(Task material)

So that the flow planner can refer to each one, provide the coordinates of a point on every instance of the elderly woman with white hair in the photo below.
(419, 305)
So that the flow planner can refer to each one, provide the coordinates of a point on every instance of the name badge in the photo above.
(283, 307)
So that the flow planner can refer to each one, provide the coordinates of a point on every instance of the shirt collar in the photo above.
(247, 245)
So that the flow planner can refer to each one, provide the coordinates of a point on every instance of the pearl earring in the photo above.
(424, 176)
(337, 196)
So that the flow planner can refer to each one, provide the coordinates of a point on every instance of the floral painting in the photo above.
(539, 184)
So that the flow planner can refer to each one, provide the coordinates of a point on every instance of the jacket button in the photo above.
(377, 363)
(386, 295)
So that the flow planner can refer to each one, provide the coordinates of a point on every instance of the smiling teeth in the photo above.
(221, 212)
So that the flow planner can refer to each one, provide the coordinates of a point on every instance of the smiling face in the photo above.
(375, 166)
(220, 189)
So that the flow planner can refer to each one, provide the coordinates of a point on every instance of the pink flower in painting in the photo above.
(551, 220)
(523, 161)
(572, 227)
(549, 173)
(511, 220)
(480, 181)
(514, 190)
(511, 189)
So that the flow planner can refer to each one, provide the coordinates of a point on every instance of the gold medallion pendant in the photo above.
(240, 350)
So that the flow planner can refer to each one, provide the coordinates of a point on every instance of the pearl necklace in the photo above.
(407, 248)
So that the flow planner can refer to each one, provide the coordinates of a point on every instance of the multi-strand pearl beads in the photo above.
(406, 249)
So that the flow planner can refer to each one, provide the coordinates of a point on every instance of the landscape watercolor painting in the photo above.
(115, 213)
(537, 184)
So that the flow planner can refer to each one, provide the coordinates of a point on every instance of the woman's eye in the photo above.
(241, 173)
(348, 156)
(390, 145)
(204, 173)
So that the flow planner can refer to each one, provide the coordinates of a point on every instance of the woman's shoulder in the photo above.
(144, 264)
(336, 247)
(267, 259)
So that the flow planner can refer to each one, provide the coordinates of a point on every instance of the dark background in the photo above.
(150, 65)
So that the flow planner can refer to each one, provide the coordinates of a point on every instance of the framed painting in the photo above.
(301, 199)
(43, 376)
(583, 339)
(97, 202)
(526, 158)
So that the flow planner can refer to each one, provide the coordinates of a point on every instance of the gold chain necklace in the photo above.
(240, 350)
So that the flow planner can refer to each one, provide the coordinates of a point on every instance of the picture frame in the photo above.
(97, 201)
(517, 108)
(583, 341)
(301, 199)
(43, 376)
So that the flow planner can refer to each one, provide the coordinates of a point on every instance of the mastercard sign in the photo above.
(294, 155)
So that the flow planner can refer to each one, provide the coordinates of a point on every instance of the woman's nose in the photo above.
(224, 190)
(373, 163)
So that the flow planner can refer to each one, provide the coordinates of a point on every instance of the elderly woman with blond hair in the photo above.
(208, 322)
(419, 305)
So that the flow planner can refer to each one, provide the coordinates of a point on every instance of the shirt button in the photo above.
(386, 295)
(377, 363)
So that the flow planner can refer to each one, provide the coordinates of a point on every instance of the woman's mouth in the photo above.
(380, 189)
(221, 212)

(End Task material)

### What is required
Retype the records in full. Keep every line identical to the original.

### Response box
So that the flow planner can refer to each one, provide the coordinates of a point on every instance of the elderly woman with white hair in the photo below.
(419, 305)
So that the flow planner can refer to each one, provide the coordinates of a point on every instance of the name badge in the photo above.
(283, 307)
So that the flow planner can refer to each one, provide the coordinates of a point on every instance of the shirt collar in the photo above.
(247, 245)
So that the flow planner can refer to each one, provide the coordinates of a point on every instance of the pearl earring in the photo above.
(424, 176)
(337, 196)
So that the flow planner can refer to each one, provide the coordinates of a point on every instance of the floral painting in the photo above.
(539, 184)
So that the flow planner can refer to each one, provide the coordinates of a point on every instance of the jacket button in the photo above.
(377, 363)
(386, 295)
So that the flow planner can refer to each one, provide the coordinates of a point on every instance of the smiling teeth in the photo above.
(221, 212)
So that the flow planner can refer to each one, provide the coordinates of a point on every instance of the smiling face in the photo above.
(375, 166)
(220, 189)
So that the flow planner can refer to each one, provide the coordinates of a point on every instance of the pink flower in painting in the photo above.
(551, 220)
(523, 161)
(572, 227)
(549, 173)
(511, 220)
(480, 181)
(514, 190)
(511, 189)
So that the flow planner can refer to each one, provide the coordinates of a point on every instance of the gold medallion pendant in the photo above.
(240, 350)
So that the flow planner can refer to each one, provide the coordinates of a point on every instance of the pearl necklace in the photo above.
(407, 248)
So that the flow planner can refer to each one, provide the coordinates of a point on every instance of the multi-strand pearl beads in the photo above.
(406, 249)
So that the flow planner can refer to each one, provide the coordinates of a point on every instance of the landscape watercolor painting in the photo above.
(115, 213)
(537, 184)
So that the flow planner can refer to each one, provide the coordinates of a point on every instance of the woman's eye in the photo above.
(241, 173)
(348, 156)
(390, 145)
(204, 173)
So that the flow planner can refer to each one, provide the coordinates of a point on every instance of the woman's shoulder in the photo above.
(144, 264)
(336, 247)
(267, 259)
So that the flow planner can refer to each one, provide the coordinates of a point on every instance of the dark background in the photo above.
(150, 65)
So that the flow planner can refer to each one, provide the coordinates of a point on every instance of the framed painting in the photo above.
(301, 199)
(43, 376)
(583, 339)
(97, 202)
(526, 158)
So that the flow planner can refer to each one, provide the coordinates of a point on every instance of the gold chain necklace in the photo above.
(240, 350)
So that the flow planner can refer to each one, provide the coordinates of a point on every instance of the picture frame in the photo above.
(97, 201)
(517, 108)
(583, 341)
(301, 199)
(43, 376)
So that the flow planner can refer to each one, provide the coordinates of a point on every instance of the mastercard sign in the photo above.
(294, 155)
So that the flow planner can refer to each one, provide the coordinates of a point on every instance of the woman's nose in the photo above.
(224, 190)
(373, 163)
So that the flow planner can refer to each one, provide the coordinates of a point on every instance of the elderly woman with blond hair in the photo above.
(208, 322)
(419, 305)
So that the flow planner can refer to each one, provide the coordinates of a point on every instance of the shirt button in the photo above.
(386, 295)
(377, 363)
So that the flow planner can refer to each one, provide the coordinates of a point on every instance of the woman's mouth in the photo above.
(380, 189)
(221, 212)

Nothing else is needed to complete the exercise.